§ **Exercise instructions**
Transcribe, without alteration, the line that includes "Locate the child sitting" and each line after it until the records end, omitting all that precede it.

§ **Given data**
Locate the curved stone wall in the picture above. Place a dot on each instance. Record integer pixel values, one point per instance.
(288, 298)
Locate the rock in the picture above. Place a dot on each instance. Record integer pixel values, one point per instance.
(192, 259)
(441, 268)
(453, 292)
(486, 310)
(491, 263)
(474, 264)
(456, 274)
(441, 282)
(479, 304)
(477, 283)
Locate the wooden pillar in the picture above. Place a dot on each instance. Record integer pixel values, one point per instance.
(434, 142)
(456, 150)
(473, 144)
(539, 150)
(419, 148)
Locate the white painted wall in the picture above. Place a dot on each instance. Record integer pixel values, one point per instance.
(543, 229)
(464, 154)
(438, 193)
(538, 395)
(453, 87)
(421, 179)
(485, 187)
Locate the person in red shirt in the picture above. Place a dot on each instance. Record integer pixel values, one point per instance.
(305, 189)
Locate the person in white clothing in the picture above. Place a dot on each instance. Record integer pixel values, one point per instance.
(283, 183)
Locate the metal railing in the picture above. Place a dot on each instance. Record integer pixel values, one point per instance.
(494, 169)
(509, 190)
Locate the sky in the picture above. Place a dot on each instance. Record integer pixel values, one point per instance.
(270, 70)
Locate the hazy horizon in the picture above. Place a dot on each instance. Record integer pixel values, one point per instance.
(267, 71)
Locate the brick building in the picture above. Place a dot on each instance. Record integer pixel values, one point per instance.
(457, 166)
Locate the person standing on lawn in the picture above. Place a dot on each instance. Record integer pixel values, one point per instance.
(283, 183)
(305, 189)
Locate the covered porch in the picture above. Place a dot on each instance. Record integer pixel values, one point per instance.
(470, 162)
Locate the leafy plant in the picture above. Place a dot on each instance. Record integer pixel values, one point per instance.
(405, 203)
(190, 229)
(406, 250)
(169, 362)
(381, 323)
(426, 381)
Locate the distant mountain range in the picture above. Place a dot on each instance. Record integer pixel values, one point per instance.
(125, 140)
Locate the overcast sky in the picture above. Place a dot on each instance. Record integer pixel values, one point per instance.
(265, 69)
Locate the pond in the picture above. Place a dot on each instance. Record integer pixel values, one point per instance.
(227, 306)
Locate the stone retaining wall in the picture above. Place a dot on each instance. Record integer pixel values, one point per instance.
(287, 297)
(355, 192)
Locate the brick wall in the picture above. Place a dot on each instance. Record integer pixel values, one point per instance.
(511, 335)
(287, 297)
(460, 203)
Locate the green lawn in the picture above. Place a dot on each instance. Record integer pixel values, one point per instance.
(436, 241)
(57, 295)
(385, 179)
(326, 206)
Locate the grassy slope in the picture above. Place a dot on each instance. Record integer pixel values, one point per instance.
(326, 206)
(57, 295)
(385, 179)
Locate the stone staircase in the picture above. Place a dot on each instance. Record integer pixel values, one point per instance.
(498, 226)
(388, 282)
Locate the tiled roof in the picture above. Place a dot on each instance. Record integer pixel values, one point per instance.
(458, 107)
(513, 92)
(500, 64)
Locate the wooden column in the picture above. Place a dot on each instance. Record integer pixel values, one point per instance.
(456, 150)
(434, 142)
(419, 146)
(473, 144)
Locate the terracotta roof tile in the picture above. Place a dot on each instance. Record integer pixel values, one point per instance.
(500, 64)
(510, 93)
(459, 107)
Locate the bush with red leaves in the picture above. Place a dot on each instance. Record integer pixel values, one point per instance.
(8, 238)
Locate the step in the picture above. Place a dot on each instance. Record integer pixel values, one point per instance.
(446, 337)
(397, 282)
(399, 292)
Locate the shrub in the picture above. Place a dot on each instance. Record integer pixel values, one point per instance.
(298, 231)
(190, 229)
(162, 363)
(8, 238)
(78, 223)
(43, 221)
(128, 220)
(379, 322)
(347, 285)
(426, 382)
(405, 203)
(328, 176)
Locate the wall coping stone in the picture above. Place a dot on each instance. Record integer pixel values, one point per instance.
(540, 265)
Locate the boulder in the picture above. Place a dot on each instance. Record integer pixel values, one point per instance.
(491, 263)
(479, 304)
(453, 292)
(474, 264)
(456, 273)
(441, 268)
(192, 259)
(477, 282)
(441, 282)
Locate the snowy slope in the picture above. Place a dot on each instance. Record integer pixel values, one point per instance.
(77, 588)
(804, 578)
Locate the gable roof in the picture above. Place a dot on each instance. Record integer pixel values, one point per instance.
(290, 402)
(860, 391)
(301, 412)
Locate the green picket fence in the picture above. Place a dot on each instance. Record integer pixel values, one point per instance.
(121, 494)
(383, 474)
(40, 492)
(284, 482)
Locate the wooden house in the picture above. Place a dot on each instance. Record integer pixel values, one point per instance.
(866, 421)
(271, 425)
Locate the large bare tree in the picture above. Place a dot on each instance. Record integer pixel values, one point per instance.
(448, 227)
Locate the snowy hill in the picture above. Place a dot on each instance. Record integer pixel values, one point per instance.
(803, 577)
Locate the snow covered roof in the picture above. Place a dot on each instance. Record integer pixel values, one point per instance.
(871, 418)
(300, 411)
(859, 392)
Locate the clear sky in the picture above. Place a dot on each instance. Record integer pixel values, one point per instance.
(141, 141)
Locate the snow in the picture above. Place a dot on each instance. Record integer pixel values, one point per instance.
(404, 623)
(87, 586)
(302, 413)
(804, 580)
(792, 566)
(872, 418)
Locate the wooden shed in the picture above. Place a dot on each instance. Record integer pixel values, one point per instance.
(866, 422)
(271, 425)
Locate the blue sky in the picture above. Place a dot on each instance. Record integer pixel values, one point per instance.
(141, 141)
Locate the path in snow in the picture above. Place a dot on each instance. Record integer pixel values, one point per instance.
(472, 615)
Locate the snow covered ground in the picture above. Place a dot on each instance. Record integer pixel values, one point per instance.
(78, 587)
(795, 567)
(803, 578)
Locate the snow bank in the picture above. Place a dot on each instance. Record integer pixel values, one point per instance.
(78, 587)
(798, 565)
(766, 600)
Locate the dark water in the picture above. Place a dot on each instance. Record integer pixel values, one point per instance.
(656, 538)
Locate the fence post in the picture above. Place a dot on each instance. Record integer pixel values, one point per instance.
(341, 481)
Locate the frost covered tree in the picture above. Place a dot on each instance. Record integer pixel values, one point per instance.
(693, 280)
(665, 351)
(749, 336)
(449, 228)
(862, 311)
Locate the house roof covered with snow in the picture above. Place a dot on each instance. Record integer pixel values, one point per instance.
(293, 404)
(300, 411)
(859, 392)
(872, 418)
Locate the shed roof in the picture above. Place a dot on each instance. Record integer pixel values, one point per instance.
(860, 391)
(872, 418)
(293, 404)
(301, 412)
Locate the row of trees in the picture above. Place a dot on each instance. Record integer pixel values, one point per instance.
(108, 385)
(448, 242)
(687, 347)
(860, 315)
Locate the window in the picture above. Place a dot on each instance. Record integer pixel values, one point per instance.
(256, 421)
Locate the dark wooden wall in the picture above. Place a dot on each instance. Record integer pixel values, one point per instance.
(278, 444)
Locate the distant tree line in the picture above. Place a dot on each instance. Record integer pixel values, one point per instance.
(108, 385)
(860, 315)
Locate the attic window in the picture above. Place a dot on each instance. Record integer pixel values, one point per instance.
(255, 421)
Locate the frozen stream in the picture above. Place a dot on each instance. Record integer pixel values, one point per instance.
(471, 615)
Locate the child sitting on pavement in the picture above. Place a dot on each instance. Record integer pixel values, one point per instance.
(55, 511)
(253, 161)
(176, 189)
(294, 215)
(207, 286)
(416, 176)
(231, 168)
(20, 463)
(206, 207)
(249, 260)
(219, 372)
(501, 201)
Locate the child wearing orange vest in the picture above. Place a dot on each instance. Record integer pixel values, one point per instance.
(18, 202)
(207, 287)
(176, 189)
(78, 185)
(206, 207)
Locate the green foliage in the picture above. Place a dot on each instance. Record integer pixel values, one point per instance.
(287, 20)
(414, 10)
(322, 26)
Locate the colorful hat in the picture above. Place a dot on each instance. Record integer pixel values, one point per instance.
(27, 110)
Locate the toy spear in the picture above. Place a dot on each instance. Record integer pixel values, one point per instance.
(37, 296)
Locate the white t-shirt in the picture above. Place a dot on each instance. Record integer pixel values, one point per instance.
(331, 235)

§ **Answer to the problem**
Locate the child sitting on pavement in the picture above. Place a dot on each instance. Record integer pixel values, one point per instance.
(55, 511)
(253, 161)
(176, 189)
(294, 215)
(207, 286)
(416, 176)
(231, 168)
(20, 463)
(206, 207)
(249, 260)
(219, 372)
(501, 201)
Locate the child wearing orange vest in the picture above. Place a dot on each instance. Record integer pixel values, one point per instance.
(18, 202)
(207, 287)
(176, 189)
(78, 185)
(206, 207)
Locate the green foliage in the picture above. Place a dot on each instance. Record integer pixel values, one point per instance.
(287, 20)
(414, 10)
(322, 26)
Locate the colorful hat in the picture above. Place a dot on each instance. Record integer pixel values, one point per instance.
(27, 110)
Locate the toy spear in the picture above. Place a dot on each instance. Record integer pixel values, one point per instance.
(37, 296)
Locate the white t-shirt in the picture above. Place a dot on each instance. Record integer pixel values, one point per instance.
(331, 235)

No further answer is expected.